::: DOCUMENT
What is the mindset of an entrepreneur?

For decades, big business has recognised the value of entrepreneurial thinking and behaviour within their organisations – and wrestled with the challenge of instilling it. However, as Torvald is at pains to point out, the issue is neither simple nor susceptible to easy fixes – but getting it right can reap rich rewards.

Today, the concept of entrepreneurialism is a well-established phenomenon that is firmly fixed in our culture. Technologies that make blogs and micro-sites accessible to any budding young entrepreneur are shifting the meaning of the term away from its traditional association with businessmen such as Richard Branson, towards something that is much more inclusive and accessible. And, as Torvald points out, it’s important to make the distinction between the Elon Musk’s of this world and the many entrepreneurially minded business people working in organisations of all sizes.

But it is not so long ago that things were different. “Thirty years ago, we didn’t really recognise this,” says Torvald, “and the opportunities we see today didn’t used to exist.”

What is an entrepreneurial spirit?

That said, Torvald was amongst a group of business leaders at Unilever who, in the early 1990’s recognised that something was missing in large organisations. “We had become managers managing, there wasn’t the innovation or spark, or the sense of what entrepreneurs do.” This led to the phrase ‘Entrepreneurial Spirit’ being coined and embedded in the organisation’s values and behaviours. “We were,” says Torvald, “quite early in articulating this now well-known phrase”. Even then, however, there was a recognition that a clear distinction was required between collective spirit and individual behaviour. “We weren’t all going to become individual entrepreneurs, running around doing our own thing. Large companies can’t cope with everybody being a maverick!”

What is the mindset of a modern day entrepreneur?
::::::
* **TASKS TO CARRY OUT**
1. Please transcribe the part of the article on the entrepreneurial mindset that opens with the words containing "That said, Torvald" and closes with "modern day entrepreneur?".
2. Go on with the article on the entrepreneurial mindset from the point where it stops.
::: SUPPLIED ENTRIES
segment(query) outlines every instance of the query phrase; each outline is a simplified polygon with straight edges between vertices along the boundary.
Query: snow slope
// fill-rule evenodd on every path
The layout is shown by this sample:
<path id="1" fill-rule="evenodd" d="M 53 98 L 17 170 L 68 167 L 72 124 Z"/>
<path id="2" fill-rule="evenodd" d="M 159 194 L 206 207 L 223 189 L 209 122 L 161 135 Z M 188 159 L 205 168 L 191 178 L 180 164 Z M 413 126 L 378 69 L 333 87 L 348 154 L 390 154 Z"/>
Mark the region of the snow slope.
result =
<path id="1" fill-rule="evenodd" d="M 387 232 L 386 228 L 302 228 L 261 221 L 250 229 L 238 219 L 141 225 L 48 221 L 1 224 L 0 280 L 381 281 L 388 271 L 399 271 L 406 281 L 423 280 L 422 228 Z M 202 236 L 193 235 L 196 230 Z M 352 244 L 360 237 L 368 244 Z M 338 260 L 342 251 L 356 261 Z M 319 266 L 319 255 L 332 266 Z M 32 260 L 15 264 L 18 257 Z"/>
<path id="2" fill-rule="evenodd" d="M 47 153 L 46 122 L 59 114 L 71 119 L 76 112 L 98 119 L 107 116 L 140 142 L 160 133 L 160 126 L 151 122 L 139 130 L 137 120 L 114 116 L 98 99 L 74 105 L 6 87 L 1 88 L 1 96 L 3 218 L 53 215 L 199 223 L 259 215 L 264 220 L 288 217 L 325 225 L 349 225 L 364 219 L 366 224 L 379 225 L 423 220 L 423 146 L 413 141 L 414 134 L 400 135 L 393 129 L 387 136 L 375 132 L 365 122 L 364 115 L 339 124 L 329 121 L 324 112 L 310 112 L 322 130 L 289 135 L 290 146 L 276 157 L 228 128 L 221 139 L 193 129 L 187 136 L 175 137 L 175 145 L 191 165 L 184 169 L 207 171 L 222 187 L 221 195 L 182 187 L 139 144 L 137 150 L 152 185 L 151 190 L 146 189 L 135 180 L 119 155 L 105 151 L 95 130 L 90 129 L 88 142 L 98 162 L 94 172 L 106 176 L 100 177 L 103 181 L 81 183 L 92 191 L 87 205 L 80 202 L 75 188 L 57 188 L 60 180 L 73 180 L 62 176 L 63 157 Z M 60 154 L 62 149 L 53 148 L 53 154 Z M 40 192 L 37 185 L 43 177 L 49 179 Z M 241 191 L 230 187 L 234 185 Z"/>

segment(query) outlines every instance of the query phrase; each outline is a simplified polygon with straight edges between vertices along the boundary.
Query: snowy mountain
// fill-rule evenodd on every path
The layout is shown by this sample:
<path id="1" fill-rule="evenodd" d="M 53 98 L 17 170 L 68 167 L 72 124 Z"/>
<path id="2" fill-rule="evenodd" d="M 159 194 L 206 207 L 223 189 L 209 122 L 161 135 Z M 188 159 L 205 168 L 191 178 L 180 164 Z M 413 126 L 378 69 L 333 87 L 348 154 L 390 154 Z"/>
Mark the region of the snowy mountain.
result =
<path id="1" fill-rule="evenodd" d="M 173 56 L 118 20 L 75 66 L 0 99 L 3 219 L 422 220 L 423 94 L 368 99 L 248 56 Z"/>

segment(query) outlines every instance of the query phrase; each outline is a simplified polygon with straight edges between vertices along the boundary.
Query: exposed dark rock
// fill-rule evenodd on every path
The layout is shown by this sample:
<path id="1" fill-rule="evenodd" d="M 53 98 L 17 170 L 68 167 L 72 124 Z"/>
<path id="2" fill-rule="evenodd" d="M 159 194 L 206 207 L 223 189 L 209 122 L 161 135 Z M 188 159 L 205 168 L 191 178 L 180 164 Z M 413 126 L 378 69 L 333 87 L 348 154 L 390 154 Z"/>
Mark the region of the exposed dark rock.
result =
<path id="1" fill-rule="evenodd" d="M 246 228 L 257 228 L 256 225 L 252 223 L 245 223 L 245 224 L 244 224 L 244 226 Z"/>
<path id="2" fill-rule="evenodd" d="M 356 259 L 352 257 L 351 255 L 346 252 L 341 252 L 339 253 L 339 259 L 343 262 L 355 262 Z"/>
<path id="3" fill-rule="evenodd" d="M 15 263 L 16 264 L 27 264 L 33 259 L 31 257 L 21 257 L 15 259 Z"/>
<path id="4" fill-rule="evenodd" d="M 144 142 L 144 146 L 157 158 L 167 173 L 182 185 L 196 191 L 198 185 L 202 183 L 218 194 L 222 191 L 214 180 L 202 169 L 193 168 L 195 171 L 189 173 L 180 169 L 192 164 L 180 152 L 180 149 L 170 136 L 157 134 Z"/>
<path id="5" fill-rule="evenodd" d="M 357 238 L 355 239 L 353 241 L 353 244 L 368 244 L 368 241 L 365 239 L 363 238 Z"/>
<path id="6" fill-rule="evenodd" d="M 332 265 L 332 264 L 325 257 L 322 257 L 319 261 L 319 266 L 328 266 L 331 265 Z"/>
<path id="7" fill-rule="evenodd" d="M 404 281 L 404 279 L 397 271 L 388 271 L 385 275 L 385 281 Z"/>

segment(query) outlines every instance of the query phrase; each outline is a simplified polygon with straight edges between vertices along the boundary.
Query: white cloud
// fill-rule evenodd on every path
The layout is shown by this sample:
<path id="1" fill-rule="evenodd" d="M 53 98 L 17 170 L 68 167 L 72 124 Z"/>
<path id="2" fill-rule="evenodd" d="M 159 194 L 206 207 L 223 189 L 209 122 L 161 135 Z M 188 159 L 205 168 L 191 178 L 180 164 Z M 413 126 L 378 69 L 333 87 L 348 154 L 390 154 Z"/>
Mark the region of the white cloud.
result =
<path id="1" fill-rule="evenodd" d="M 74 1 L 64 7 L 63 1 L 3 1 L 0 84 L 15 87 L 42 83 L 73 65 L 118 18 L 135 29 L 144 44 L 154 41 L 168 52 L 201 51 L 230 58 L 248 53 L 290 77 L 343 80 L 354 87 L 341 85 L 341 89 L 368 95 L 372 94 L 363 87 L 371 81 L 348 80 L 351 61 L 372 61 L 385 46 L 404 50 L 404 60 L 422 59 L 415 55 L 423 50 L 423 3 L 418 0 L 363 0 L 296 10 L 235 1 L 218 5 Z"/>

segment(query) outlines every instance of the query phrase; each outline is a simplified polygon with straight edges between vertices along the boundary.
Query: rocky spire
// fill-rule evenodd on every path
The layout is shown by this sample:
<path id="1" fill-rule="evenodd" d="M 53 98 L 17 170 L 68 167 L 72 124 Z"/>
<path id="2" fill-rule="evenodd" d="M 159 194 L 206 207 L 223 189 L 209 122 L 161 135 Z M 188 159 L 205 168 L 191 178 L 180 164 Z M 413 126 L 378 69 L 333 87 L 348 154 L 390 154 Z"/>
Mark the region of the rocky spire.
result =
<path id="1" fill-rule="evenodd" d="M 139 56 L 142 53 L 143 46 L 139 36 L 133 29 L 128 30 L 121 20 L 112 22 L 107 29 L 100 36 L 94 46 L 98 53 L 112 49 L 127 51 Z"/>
::::::
::: SUPPLIED ENTRIES
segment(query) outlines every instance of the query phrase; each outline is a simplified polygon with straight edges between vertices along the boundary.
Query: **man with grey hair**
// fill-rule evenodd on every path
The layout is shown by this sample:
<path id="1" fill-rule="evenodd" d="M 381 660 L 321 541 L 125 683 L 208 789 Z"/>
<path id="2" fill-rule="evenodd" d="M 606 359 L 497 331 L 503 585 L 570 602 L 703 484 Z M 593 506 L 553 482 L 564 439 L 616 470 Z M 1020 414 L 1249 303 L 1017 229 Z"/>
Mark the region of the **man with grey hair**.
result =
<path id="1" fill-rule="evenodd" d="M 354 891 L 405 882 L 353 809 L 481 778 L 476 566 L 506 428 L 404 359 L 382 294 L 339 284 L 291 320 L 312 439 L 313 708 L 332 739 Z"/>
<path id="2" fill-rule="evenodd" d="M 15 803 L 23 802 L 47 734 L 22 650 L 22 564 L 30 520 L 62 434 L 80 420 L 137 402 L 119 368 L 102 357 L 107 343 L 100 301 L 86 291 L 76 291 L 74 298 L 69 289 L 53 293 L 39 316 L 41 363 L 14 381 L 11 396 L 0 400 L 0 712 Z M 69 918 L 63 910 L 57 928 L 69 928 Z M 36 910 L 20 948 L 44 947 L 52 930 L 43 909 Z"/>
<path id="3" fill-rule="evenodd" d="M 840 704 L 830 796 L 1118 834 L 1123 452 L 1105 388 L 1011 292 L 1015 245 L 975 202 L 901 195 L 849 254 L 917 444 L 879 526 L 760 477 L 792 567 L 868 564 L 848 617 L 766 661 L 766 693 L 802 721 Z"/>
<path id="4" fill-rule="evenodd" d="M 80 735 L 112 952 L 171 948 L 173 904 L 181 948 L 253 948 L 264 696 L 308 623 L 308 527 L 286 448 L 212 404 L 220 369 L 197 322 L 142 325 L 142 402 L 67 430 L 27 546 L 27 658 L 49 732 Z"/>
::::::
* **RESPONSES PER TASK**
1.
That said, Torvald was amongst a group of business leaders at Unilever who, in the early 1990’s recognised that something was missing in large organisations. “We had become managers managing, there wasn’t the innovation or spark, or the sense of what entrepreneurs do.” This led to the phrase ‘Entrepreneurial Spirit’ being coined and embedded in the organisation’s values and behaviours. “We were,” says Torvald, “quite early in articulating this now well-known phrase”. Even then, however, there was a recognition that a clear distinction was required between collective spirit and individual behaviour. “We weren’t all going to become individual entrepreneurs, running around doing our own thing. Large companies can’t cope with everybody being a maverick!”

What is the mindset of a modern day entrepreneur?

2.
Fast forward to today, and Torvald remains committed to the idea of interpretation and adaptation to the specific circumstances of the business – and warns against lazy sloganeering and a tick-box mentality.

“It’s important to break it down into behaviour, actions and language – and to understand what works best for the organisation, rather than applying it in a blanket way. Every function needs to understand what entrepreneurial behaviour looks like for them – it will be different in marketing and in R&D, for example. It’s the duty of teams to work it out for themselves, within a framework set by the organisation. The same applies to different countries and regions. Interpretations of the term can be very different, according to the local culture, and so needs to be translated in such a way that it makes as much sense for an individual in Mumbai as Manchester.”

Why is initiative important for an entrepreneur?

Managing the process and successfully mobilising the organisation behind the idea is, according to Torvald, one of the most difficult tasks any business faces. He cites Unilever as an example of how to get it right – drawing particular attention to the single-minded focus on the future that led to its disposal of historical brand assets and businesses.

“A lot of management teams would have said ‘woah, that’s our rock, our roots – we can’t dispose of that’ but they saw what wasn’t right for the future and didn’t hesitate. That was brave and that was entrepreneurial because it’s as much about what you don’t do as what you do.”

The same bravery was applied to the company’s acquisition of the Marmite brand. Rather than folding it into a big portfolio, Unilever chose to manage it through a dedicated micro-team. “They were considered outrageous in what they did and how they looked at the world. Twenty years on, the Love/Hate positioning seems almost obvious but at the time it was incredibly radical. You don’t alienate half your audience! But taking calculated risk, rooted in insight… that’s entrepreneurial.”

How to find entrepreneur partners

Entrusting decision-making to people who really know their product and their audience, however counter-cultural to the parent organisation that might appear, was similarly a key feature in the successful acquisition of Ben & Jerry’s. In turn, it reveals a further theme that Torvald believes is critical: embracing the outsider’s perspective.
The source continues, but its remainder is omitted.